- EXCERPT:

The actual real-world failures of the V16 are not accurately captured from these videos. These videos are also contradictory: the first suggested good filtration, the second suggested bad (not that anyone noticed...). I'll show how the Gen5's performance can still be achieved with the V16 and, more importantly, why, for real-world mess levels. For the wrong reason, admittedly, it's nevertheless true Dyson shouldn't have released the V16 as they did. The problem seems to be suit-driven rather than the engineering.
 
Exaggerated initial mess levels indicate nothing about real-world performance. Such videos are 'entertainment' at best and not informative of any machine's capabilities, even though there's the appearance of loose correlation. It's unfortunate that despite everything out there to understand this, it's still underappreciated. Extreme initial mess concentrations need higher energies to remove quickly. We're moving to lower energies, meaning this kind of 'demonstration' will never yield good apparent results in the future. Real-world mess levels most respectable people would have in their homes can be exceptionally cleaned with very little energy. No one starts with a house full of stones and rocks, or tries to capture 30 days' worth of fine dust in 3 seconds that completely overwhelms separation systems. These videos simply represent someone 'playing in the dirt'.
It's precisely what it is, @Vacuum Facts, you're right. It's just as you said.

To be honest, even Dyson's demos across each and every major... bruh, also have relative modest messes used to demonstrate their vacuums. On both hard floors and carpets, but especially the carpets. It's completely unlike the extreme initial those stupid videos used. Really, the latter is literally someone 'playing with the dirt' - just watch the videos and see how much of a mess said people forced the machines in question to cope. Who in their right mind actively do all that daily?
The actual real-world failures of the V16 are not accurately captured from these videos. These videos are also contradictory: the first suggested good filtration, the second suggested bad (not that anyone noticed...). I'll show how the Gen5's performance can still be achieved with the V16 and, more importantly, why, for real-world mess levels. For the wrong reason, admittedly, it's nevertheless true Dyson shouldn't have released the V16 as they did. The problem seems to be suit-driven rather than the engineering.

- TO BE DONE:
(1) Reproduce the stretch of the vacuum discussion from "To be honest, even" through "all that daily?".
(2) Answer these questions from the vacuum discussion:
(a) According to the discussion, what did the first video suggest about filtration?
(b) What does the discussion say no one starts with in their house?
(c) Dyson's own demos use modest messes on hard floors and carpets, but on which of the two especially?
(3) Continue the vacuum discussion from where it stops.

- SUPPLIED MATERIAL:
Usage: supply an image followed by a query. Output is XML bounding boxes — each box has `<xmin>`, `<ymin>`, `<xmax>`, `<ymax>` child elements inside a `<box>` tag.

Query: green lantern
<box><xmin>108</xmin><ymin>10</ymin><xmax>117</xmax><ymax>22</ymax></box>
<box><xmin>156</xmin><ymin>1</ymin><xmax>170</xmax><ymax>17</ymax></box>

- ANSWERS BY TASK:
(1)
To be honest, even Dyson's demos across each and every major... bruh, also have relative modest messes used to demonstrate their vacuums. On both hard floors and carpets, but especially the carpets. It's completely unlike the extreme initial those stupid videos used. Really, the latter is literally someone 'playing with the dirt' - just watch the videos and see how much of a mess said people forced the machines in question to cope. Who in their right mind actively do all that daily?

(2)
(a) Good filtration.
(b) A house full of stones and rocks.
(c) Carpets.

(3)
@Vacuum Facts yes, it's true, V16's launch is really sloppy, especially for a machine this performant and advanced.

https://vacuumland.org/threads/the-hack-that-can-save-pre-release-version-of-dyson-v16.46693

Also, yeah, it's true that all of this can be traced back to suits. The suits, but not in a kind you can wear - rather, it's what's slowly rotting the internal management. That explains the one big mistake in question. That above thread I linked? @Vacuum Facts it's for you! We want to know what to fix the (initial batch of) V16 like the one you're using nowadays.
 
The V16 has the horrible unswept path, shoots dust out the back and generally just looks like extremely poor pick up and suction/agitation. The hard floor test also is atrociously bad.

But @Vacuum Facts assures me that the unswept path is more like a feature that helps you overlap your passes, and that not wanting to vacuum 4" at a time is a skill issue or something like that.
 
But @Vacuum Facts assures me that the unswept path is more like a feature that helps you overlap your passes, and that not wanting to vacuum 4" at a time is a skill issue or something like that.
An unintended feature, actually. And also, it's not nearly as bad as those belts on old brush bars.

My proposed redesign of the dual-cone head addresses it.